Fragment.
■ ■ ■ ■
Moeilijke dingen zeggen op een eenvoudige manier is een weldaad. Eén van die moeilijke dingen is: het Rijk der hemelen. En toch is dat Rijk der hemelen het beste wat er is. Jezus is gekomen om ons op te roepen in dat Rijk binnen te gaan. Daarvoor zijn we immers geschapen, daartoe heeft Hij ons verlost. En Hij gebruikt gelijkenissen om ons te helpen dat Rijk der hemelen beter te begrijpen.
Vandaag hoorden we de vier laatste gelijkenissen uit de parabelrede van Mattheus: de schat, de parel, het sleepnet en de huisvader. Allemaal dingen waar we geen tekening moeten bij maken. Ze zijn onmiddellijk duidelijk.
De schat en de parel… die gaan over ons. Het zou interessant zijn om te horen hoe ieder van ons op het spoor is gekomen van het Rijk der hemelen, welke weg ieder heeft afgelegd om tot geloof te komen. De enen hebben gevonden na lang zoeken… zoals de man naar de parel zocht, voor anderen was het een plotse ontdekking, zoals die man die toevallig op de schat stootte. En dat het dan om een echte geloofservaring ging blijkt uit de vreugde van het vinden en uit de bereidheid om er alles voor prijs te geven. Door de parel en de schat van het geloof hebben we veel kunnen loslaten wat we vroeger zo belangrijk vonden.
Maar een parabel is ook een diamant. Je kan die in verschillende richtingen houden om altijd weer nieuwe schittering te zien. Zo kunnen we zeggen dat niet alleen Jezus onze schat en onze parel is, maar dat ook wij voor Hem een schat en een parel zijn. De schat en de parel die wij zijn wou Jezus voor Zich winnen. En daarvoor heeft Hij veel moeten achterlaten, prijsgegeven. Ja, Hij heeft er veel voor moeten betalen. De prijs was Zijn bloed, voor ons vergoten doorheen zijn wonden, doorheen de spijkers en de doornen. Zijn wij dan zo waardevol voor Hem? Wat een vreugde in de hemel iedere keer dat Jezus een verloren schaapje terug thuis heeft kunnen brengen.
Met de vraag naar ons toe: als wij de Heer straks ontvangen in de Communie, zal er dan vreugde zijn in ons hart vanuit het geloof dat Jezus is: de grootste schat, de mooiste parel?
Dan is er het sleepnet. Dat maakt ons duidelijk dat parel en schat tegelijk gave en opgave zijn, mogelijkheid en verantwoordelijkheid. Ja, er komt een oordeel, ja, er moet rekenschap en verantwoording worden afgelegd. Maar niet omdat God ons zou willen veroordelen, wel als aansporing om te voorkomen dat wij met pijn moeten vaststellen hoeveel kansen we hebben gemist om ons door God te laten beminnen, om Zijn Liefde te ontvangen en te beantwoorden. Dat maakt het leven ernstig.
■ ■ ■ ■
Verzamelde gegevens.

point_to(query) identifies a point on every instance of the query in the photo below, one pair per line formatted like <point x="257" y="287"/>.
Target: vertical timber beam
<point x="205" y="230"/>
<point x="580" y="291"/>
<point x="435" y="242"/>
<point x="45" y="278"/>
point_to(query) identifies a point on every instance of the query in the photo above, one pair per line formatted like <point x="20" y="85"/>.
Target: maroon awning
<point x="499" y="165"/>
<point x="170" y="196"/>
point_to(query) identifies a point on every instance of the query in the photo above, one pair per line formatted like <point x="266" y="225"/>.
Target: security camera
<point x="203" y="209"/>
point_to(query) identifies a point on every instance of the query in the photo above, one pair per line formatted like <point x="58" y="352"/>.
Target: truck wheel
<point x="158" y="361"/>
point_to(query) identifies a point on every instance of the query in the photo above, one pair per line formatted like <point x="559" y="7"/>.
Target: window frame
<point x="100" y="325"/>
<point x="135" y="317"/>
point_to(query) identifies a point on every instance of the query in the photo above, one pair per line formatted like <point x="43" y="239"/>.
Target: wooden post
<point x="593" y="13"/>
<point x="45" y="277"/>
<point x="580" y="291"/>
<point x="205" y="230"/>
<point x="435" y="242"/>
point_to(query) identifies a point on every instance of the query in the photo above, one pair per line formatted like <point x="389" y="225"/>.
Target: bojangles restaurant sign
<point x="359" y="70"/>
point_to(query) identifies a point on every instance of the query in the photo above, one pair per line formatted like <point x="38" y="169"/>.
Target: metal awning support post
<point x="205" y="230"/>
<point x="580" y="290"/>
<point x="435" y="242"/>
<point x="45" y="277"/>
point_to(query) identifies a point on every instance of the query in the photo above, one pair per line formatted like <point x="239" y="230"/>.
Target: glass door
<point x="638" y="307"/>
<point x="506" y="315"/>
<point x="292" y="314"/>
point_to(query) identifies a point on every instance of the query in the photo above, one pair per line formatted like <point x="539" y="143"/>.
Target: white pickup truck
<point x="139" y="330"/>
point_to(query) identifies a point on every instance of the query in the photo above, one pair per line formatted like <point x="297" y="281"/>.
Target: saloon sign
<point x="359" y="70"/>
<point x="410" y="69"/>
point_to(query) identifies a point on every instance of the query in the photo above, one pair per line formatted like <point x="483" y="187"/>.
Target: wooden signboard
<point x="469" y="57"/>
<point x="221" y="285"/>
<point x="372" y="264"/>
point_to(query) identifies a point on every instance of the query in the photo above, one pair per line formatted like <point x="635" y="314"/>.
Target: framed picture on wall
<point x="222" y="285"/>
■ ■ ■ ■
Schriftelijke opdracht 1.
Beantwoord de volgende vragen over het fragment.
(a) Welke vier gelijkenissen uit de parabelrede van Mattheus worden genoemd?
(b) Met welk edelgesteente wordt een parabel vergeleken?
(c) Wat was volgens het fragment de prijs die Jezus moest betalen?
Schriftelijke opdracht 2. Verzamel alle regels uit de records waarin de tekenreeks "wooden" voorkomt.
Het fragment en de records zijn afzonderlijk materiaal.

Antwoord 1.
(a) De schat, de parel, het sleepnet en de huisvader.
(b) Met een diamant.
(c) Zijn bloed.

Antwoord 2.
Target: wooden post
Target: wooden signboard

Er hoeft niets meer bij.